• [Written task]:
Copy the records from the line with "Each instance of the boat window" to the line with "List the outlines of the boat window.", and in that copy swap "boat window" for "ship porthole" while leaving everything else unchanged. Give back only those lines.

• [Data provided]:

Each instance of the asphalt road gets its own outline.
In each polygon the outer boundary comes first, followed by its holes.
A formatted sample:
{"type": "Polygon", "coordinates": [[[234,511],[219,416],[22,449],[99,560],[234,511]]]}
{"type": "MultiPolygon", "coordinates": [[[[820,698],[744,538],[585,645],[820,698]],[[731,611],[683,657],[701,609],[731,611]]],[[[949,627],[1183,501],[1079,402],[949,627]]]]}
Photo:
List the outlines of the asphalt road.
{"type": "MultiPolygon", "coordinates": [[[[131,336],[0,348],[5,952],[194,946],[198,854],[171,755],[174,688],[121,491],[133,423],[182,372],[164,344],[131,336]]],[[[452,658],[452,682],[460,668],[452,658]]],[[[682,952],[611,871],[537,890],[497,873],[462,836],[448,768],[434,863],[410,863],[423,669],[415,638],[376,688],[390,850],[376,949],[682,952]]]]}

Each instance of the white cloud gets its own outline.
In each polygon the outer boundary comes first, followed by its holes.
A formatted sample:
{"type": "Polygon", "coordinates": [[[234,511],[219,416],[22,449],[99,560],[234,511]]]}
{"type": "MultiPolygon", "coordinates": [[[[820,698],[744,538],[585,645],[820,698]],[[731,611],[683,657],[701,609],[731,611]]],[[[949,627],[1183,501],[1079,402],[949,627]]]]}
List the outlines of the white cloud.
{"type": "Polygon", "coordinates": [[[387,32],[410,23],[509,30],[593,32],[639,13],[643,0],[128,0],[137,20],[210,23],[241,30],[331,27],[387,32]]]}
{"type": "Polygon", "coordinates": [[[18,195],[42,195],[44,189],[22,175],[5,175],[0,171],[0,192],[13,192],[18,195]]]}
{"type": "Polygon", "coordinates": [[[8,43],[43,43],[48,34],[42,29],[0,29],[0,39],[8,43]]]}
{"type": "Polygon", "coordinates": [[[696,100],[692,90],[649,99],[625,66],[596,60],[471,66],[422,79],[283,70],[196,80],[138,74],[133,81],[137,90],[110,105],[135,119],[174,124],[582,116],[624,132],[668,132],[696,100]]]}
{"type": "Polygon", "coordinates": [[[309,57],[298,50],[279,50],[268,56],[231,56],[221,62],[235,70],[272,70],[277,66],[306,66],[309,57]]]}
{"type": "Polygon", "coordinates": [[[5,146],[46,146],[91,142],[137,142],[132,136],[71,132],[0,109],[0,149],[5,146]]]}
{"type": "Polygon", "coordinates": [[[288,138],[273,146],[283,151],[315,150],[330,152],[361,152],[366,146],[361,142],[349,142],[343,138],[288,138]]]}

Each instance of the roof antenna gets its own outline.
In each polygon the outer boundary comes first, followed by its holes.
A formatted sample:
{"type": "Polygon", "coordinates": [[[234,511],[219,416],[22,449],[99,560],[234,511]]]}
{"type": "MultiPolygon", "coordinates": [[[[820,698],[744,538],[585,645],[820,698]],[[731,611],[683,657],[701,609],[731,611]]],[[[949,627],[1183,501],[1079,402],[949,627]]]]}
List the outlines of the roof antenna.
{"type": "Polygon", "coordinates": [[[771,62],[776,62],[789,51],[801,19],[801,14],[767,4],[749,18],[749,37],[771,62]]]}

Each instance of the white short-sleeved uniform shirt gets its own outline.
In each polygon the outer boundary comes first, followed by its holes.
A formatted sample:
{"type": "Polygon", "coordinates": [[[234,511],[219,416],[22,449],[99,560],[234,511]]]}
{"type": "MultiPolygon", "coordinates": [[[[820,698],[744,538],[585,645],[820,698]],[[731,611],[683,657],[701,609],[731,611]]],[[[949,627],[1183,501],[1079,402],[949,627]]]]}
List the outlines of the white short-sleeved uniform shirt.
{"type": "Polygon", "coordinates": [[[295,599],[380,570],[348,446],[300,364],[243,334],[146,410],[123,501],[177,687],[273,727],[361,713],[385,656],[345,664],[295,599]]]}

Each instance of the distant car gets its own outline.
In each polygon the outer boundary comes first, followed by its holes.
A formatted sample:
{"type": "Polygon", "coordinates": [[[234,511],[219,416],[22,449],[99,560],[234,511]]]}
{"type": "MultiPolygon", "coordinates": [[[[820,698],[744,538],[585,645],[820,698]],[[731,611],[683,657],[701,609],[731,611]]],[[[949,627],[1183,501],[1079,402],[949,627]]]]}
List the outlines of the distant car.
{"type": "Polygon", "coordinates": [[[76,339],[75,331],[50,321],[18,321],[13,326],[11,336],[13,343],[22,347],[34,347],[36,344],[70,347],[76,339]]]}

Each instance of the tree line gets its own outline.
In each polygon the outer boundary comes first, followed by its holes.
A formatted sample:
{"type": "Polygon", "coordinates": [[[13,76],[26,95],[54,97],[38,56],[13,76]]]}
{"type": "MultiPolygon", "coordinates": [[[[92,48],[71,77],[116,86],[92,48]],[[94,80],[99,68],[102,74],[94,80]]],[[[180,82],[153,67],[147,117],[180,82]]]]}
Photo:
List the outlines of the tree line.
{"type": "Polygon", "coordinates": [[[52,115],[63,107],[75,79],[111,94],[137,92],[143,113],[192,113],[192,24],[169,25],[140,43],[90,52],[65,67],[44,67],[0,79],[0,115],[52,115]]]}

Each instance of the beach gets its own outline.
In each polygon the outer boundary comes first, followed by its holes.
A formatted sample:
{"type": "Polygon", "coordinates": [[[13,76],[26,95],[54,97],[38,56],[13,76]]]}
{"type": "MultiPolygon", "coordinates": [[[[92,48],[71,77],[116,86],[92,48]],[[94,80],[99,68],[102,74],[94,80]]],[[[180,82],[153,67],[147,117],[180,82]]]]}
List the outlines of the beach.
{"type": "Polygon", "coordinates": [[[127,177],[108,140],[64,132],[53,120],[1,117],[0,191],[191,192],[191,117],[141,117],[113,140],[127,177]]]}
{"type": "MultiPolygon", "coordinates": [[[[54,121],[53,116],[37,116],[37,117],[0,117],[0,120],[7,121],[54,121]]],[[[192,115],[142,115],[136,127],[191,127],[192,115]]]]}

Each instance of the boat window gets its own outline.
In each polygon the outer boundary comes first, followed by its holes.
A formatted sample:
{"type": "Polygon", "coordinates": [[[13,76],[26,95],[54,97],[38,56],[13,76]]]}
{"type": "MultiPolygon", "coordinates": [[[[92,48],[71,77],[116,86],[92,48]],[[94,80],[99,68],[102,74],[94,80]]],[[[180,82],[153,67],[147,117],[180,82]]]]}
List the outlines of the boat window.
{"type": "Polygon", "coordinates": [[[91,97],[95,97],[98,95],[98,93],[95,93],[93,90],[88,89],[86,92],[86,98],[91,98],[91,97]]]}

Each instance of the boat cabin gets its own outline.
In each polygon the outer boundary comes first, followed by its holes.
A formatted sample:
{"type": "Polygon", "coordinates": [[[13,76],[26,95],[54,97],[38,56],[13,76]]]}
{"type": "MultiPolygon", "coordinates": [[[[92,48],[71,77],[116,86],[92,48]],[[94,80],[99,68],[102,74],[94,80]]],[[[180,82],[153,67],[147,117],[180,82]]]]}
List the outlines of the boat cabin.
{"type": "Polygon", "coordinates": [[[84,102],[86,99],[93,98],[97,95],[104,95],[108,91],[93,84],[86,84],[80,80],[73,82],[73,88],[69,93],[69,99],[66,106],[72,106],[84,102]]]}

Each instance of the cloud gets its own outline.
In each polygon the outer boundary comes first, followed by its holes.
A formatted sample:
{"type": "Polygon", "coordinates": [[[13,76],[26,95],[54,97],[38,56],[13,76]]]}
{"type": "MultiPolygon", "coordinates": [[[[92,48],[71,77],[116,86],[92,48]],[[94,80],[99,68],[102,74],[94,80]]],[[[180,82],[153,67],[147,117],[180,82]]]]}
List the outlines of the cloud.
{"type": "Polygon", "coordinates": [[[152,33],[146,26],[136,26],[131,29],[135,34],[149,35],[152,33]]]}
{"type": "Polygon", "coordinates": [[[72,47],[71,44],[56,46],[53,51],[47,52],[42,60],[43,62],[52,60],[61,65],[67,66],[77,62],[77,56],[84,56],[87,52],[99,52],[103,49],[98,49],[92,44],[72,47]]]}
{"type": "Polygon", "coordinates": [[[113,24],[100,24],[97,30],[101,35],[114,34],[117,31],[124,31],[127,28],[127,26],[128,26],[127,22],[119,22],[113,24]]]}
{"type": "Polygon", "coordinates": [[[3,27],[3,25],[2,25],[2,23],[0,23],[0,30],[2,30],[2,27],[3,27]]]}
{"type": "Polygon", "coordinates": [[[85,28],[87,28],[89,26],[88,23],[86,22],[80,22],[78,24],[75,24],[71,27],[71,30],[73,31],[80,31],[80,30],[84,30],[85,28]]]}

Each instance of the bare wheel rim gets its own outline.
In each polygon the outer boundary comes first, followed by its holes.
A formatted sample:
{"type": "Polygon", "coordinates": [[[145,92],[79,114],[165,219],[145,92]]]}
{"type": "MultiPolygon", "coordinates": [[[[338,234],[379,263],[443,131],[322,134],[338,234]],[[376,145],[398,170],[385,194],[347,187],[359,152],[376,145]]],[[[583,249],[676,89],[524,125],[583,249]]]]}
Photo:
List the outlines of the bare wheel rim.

• [Task answer]:
Each instance of the ship porthole gets its own outline.
In each polygon the outer boundary comes first, followed by its holes.
A formatted sample:
{"type": "Polygon", "coordinates": [[[13,76],[26,95],[54,97],[38,56],[13,76]]]}
{"type": "MultiPolygon", "coordinates": [[[[92,48],[71,77],[116,86],[92,48]],[[94,80],[99,68],[102,74],[94,80]]],[[[180,82],[153,67],[147,117],[180,82]]]]}
List the outlines of the ship porthole.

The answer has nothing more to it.